* _Document excerpt_:
+ + + + + + +

From Marquette to Munising, there are two alternate routes. Michigan 28 is the most direct and runs largely along the lakeshore. Waterfall seekers may want to take the longer route, via US Highway 41 and Michigan 94, to stop at Laughing Whitefish State Park to see the water fall. This route also takes you past the waterfalls located to the south of Munising.
From Munising to Whitefish Point on Whitefish Bay, traveling becomes more complex. The road that stays the closest to the lake (Highway H58) is 90% a sand forest road, with occasional spur sand roads to get to the lake or campgrounds. So plan of collecting some dust if you elect this route. The bonuses are more lake views and some very nice rustic campsites that can only be reached via this route. One we really liked was right on the lake between Grand Marais and Deer Park. Otherwise you'll be traveling on Michigan 28 and then taking paved spur roads north to selected on-the-lake locations - like Grand Marais, Muskallonge State Park, and Tahquamenon State Park. One traveling bonus of taking the longer, paved route is you travel close to the Seney National Wildlife Refuge. Only a few miles south of Higfhway 28 at Seney, it has hiking trails plus an "automobile" nature trail, a decent size visitor center-educational exhibit, and even canoeing opportunities.
From Tahquamenon Falls east - Whitefish Point, Paradise, Bay Mills, to Sault Sainte Marie - you have paved roads that run largely along the lake.
Marquette's early settlement was due to the discovery of large masses of iron ore nearby in the 1840s. It was officially incorporated as a village in 1859 and a city in 1871. The city and its residents have done a great job preserving the old historic brownstone buildings. It is the Upper Peninsula's largest city with a population a little over 20,000.
Elizabeth's Chop House, overlooking the Marquette Harbor, is one of many restaurants and pubs in the historic waterfront district. While mining remains part of the economic picture, the city is clean, with lots of big trees, well maintained residentail neighborhoods, and nice wooded parks.
Big Bay, Michigan
Big Bay is located 28 miles north of Marquette along Lake Superior at the end of County Road 550. The road essentially ends at Big Bay so if you go there you'll need to back-track to Marquette to continue your Lake Superior Circle Drive.

+ + + + + + +

* _Entries supplied_:
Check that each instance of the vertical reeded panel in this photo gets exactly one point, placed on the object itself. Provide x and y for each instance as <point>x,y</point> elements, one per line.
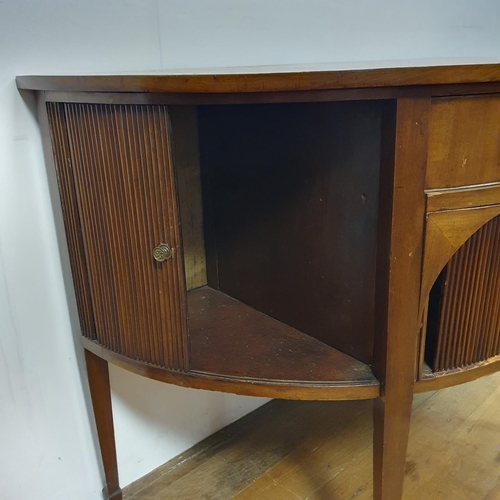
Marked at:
<point>60,146</point>
<point>126,196</point>
<point>469,320</point>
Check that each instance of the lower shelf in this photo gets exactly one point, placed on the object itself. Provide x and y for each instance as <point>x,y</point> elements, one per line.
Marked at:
<point>231,339</point>
<point>237,349</point>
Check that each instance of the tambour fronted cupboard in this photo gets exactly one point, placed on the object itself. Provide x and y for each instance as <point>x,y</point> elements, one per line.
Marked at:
<point>314,235</point>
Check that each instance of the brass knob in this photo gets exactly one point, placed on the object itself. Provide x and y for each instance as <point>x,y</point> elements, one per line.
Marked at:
<point>162,252</point>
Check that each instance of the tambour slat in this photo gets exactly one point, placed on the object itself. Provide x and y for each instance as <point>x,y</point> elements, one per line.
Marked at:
<point>121,193</point>
<point>469,321</point>
<point>64,169</point>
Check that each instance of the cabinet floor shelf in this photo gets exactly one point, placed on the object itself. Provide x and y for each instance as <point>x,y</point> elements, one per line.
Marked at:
<point>231,339</point>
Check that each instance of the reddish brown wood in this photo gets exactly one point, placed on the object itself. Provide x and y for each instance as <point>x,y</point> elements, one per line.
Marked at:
<point>463,142</point>
<point>267,82</point>
<point>399,275</point>
<point>463,197</point>
<point>294,195</point>
<point>125,188</point>
<point>119,193</point>
<point>98,376</point>
<point>468,331</point>
<point>445,233</point>
<point>313,391</point>
<point>435,381</point>
<point>270,351</point>
<point>72,221</point>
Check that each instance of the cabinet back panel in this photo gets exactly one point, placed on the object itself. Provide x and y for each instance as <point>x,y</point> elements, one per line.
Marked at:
<point>125,190</point>
<point>293,194</point>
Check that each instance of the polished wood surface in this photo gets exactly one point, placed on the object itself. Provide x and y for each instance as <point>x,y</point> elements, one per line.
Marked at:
<point>335,218</point>
<point>270,351</point>
<point>445,233</point>
<point>281,389</point>
<point>463,197</point>
<point>463,142</point>
<point>320,451</point>
<point>125,189</point>
<point>187,169</point>
<point>267,82</point>
<point>72,221</point>
<point>295,225</point>
<point>400,269</point>
<point>100,392</point>
<point>468,329</point>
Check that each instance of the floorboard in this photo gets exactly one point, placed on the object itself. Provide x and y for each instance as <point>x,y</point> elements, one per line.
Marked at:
<point>289,450</point>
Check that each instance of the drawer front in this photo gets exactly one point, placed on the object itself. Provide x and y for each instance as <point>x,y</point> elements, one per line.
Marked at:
<point>464,142</point>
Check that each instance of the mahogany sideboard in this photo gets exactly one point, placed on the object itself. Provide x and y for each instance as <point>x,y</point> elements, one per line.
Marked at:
<point>321,235</point>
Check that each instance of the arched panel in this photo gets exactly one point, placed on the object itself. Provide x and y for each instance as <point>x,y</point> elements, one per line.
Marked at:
<point>463,327</point>
<point>445,233</point>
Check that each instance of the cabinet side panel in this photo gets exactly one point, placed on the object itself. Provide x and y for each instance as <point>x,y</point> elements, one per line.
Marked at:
<point>72,223</point>
<point>126,194</point>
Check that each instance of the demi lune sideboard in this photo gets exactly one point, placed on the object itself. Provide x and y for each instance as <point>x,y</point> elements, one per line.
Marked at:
<point>321,235</point>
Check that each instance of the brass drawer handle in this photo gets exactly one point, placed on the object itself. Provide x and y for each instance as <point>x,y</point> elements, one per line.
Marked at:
<point>162,252</point>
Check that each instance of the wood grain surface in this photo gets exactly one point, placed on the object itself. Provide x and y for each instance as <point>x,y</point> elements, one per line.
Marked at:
<point>230,339</point>
<point>121,163</point>
<point>72,221</point>
<point>320,451</point>
<point>267,82</point>
<point>464,142</point>
<point>294,200</point>
<point>398,277</point>
<point>469,325</point>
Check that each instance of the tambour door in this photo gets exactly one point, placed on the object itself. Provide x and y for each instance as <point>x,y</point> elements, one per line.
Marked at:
<point>117,186</point>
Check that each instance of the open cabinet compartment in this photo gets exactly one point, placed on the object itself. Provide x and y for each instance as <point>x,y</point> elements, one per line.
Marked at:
<point>278,207</point>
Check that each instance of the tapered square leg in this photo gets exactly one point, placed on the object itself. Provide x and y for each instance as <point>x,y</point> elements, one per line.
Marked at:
<point>100,392</point>
<point>399,265</point>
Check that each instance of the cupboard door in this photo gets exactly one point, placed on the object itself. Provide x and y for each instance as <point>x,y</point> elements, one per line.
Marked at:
<point>118,189</point>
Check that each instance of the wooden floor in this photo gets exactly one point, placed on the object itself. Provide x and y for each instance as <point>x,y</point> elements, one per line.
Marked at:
<point>290,450</point>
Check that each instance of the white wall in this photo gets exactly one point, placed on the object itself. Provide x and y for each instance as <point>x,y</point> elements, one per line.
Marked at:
<point>47,447</point>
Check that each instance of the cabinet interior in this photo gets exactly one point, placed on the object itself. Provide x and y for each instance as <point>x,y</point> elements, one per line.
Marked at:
<point>278,207</point>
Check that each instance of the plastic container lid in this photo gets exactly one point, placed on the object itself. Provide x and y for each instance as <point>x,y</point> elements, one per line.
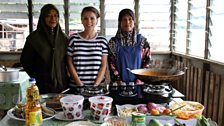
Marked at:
<point>100,99</point>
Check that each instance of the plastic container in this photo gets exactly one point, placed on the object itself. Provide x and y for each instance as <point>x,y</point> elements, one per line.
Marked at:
<point>191,109</point>
<point>33,107</point>
<point>72,106</point>
<point>100,107</point>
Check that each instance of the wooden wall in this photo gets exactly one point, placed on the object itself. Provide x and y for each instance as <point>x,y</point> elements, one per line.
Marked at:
<point>203,86</point>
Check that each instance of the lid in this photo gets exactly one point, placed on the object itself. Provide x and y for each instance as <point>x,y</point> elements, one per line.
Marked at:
<point>100,99</point>
<point>32,80</point>
<point>71,98</point>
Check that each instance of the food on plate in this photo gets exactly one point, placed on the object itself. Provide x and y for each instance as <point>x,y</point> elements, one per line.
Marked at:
<point>154,112</point>
<point>19,111</point>
<point>142,109</point>
<point>167,111</point>
<point>115,121</point>
<point>155,122</point>
<point>151,105</point>
<point>189,110</point>
<point>127,111</point>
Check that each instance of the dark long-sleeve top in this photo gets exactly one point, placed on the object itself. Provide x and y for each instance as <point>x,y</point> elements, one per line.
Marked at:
<point>145,55</point>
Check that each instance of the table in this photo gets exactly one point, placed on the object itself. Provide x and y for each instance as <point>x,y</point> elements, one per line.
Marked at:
<point>12,93</point>
<point>7,121</point>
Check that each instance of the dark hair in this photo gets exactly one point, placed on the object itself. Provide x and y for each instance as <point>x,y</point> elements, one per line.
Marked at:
<point>46,9</point>
<point>124,12</point>
<point>92,9</point>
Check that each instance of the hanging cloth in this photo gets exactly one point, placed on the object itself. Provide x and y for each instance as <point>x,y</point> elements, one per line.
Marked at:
<point>128,57</point>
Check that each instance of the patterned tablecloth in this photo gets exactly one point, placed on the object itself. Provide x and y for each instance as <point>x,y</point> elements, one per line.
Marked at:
<point>12,93</point>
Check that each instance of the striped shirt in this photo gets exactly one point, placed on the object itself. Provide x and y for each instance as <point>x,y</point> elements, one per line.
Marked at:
<point>87,55</point>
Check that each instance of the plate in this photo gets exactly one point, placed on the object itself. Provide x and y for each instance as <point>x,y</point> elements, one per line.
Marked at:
<point>11,115</point>
<point>60,116</point>
<point>81,123</point>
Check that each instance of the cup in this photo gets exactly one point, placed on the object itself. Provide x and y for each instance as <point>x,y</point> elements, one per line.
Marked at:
<point>72,106</point>
<point>100,107</point>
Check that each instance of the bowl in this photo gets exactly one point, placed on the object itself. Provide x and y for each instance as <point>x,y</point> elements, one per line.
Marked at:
<point>115,121</point>
<point>190,109</point>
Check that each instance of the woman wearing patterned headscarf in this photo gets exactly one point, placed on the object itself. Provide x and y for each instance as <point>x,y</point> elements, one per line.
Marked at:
<point>44,53</point>
<point>128,49</point>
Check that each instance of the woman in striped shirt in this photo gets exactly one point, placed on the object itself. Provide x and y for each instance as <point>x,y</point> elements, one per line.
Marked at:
<point>87,52</point>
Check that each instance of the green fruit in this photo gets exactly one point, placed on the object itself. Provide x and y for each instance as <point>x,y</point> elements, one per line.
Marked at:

+ + + + + + +

* _To-do list_:
**A.** Can you turn the paragraph of the Lake Superior drive guide that begins "Marquette's early settlement" into a short list that keeps its main facts?
**B.** How would the Lake Superior drive guide go on after its last sentence? Write the next paragraph.

* _Expected responses_:
**A.**
- Marquette was settled after large masses of iron ore were discovered nearby in the 1840s.
- It became a village in 1859 and a city in 1871.
- The city and its residents have preserved its old historic brownstone buildings.
- It is the Upper Peninsula's largest city, with a population of a little over 20,000.

**B.**
In 2005 we traveled the UP in our new Rialta mini motor home, rather than tent camping as we have done for many years. Since this mode allows us to overnight practically anywhere, we decided to go all the way north of Marquette to visit Big Bay and see what it had to offer and perhaps stay overnight at a campground or boondock since we were self-contained.
Our recommendation on visting Big Bay. Unless you are hiker, kayaker, mountain biker or fisherman who plans to spend a few days there, I recommend taking a pass on the trip. The road, while paved, has several miles of potholes and broken pavement. And most of the stretch is too far from the lake for any scenic compensations. It was a long and boring trip that we had to repeat on the return trip since Big Bay is at the end of the road. But if Big Bay is your destination because of the aforementioned interests, then what it has to offer is worth the price of traveling the rough road (which I guess serves to keep the riff-raff out, eh?).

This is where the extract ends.